**INSTRUCTION A**
Filter the records below and copy each line containing the word "house". Case counts.

══ QUOTED PASSAGE ══

Cameron closes conference with tax cut promises

David Cameron has closed his party’s conference in Birmingham with a pair of tax-cutting pledges aimed at the higher and lower ends of the income spectrum.

He pledged a further increase in the personal allowance for income tax to £12,500 from £10,500 – a direct lift of a Lib Dem pledge – and a rise in the 40p tax threshold to £50,000, which analysts say would benefit the top 15% of taxpayers.

His speech seemed to go down well with the commentariat, with other major sections on the D-Day anniversary, fighting Islamic State, ‘English votes for English laws’, the value of hard work and rising employment, the deficit and £25bn cuts in the first two years of the next Parliament, the Modern Slavery Bill, housing, education, pensions, the NHS, immigration, and a ‘British Bill of Rights’.

═══

**INSTRUCTION B**
Please extract the part of the conference report above from "Cameron closes conference" to "15% of taxpayers.".

══ RECORDS FOR THIS TASK ══

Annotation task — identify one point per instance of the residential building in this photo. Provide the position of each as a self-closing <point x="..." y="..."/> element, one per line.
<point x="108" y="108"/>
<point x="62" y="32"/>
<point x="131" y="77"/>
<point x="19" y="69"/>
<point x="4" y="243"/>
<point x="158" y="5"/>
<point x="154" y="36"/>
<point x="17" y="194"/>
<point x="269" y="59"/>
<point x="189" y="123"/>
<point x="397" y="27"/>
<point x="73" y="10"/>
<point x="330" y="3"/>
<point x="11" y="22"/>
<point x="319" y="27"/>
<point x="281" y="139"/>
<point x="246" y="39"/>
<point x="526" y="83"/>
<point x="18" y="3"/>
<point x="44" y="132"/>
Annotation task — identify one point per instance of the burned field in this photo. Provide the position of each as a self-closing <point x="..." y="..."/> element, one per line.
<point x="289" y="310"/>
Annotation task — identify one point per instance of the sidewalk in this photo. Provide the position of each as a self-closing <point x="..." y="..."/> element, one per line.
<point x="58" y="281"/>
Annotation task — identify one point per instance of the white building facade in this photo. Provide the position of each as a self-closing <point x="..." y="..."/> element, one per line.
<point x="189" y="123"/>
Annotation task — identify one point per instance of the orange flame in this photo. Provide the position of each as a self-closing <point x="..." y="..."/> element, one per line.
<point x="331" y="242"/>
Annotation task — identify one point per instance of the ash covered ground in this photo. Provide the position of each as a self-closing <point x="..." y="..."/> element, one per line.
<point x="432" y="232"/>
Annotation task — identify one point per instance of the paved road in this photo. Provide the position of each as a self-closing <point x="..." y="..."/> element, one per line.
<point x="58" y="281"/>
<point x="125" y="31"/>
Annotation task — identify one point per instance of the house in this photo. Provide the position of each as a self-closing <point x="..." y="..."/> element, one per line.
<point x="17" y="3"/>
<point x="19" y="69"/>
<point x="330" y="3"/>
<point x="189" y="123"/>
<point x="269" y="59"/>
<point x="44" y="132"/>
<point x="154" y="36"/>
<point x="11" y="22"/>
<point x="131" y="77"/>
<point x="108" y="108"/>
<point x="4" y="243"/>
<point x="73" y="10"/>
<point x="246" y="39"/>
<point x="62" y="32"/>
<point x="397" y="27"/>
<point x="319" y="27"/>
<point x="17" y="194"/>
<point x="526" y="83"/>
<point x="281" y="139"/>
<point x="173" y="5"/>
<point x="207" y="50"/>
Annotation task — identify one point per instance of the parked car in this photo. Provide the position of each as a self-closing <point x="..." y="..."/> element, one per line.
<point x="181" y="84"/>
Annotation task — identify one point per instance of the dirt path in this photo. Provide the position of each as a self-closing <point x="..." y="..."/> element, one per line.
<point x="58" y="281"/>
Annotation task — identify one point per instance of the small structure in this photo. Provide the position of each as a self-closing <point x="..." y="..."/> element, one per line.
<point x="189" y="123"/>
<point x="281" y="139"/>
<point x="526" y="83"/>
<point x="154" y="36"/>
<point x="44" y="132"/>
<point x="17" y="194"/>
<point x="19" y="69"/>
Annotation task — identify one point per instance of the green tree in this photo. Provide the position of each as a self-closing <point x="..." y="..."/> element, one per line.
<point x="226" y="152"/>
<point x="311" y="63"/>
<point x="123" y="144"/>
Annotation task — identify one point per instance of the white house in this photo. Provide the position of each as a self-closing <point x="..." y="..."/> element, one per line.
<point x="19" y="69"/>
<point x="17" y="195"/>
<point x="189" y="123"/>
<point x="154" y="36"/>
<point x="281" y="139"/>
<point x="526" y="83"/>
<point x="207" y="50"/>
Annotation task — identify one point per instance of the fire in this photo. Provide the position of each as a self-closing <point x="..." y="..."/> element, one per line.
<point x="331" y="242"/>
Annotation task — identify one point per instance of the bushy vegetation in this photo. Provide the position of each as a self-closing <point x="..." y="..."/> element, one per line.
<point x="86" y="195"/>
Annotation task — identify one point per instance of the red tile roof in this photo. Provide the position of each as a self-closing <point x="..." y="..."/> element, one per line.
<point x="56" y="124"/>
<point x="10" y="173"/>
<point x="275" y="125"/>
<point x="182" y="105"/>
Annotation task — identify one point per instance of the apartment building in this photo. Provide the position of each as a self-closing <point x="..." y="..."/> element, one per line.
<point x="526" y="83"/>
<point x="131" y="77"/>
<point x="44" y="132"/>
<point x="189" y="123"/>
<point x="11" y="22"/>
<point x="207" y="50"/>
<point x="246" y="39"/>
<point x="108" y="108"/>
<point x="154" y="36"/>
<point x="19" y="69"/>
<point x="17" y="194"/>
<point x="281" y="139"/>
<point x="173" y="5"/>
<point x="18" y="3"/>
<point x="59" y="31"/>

═══

**TASK OUTPUT A**
Annotation task — identify one point per instance of the house in this photo. Provide the position of each as a self-closing <point x="..." y="..."/> element, one per line.
Annotation task — identify one point per instance of the white house in this photo. Provide the position of each as a self-closing <point x="..." y="..."/> element, one per line.

**TASK OUTPUT B**
Cameron closes conference with tax cut promises

David Cameron has closed his party’s conference in Birmingham with a pair of tax-cutting pledges aimed at the higher and lower ends of the income spectrum.

He pledged a further increase in the personal allowance for income tax to £12,500 from £10,500 – a direct lift of a Lib Dem pledge – and a rise in the 40p tax threshold to £50,000, which analysts say would benefit the top 15% of taxpayers.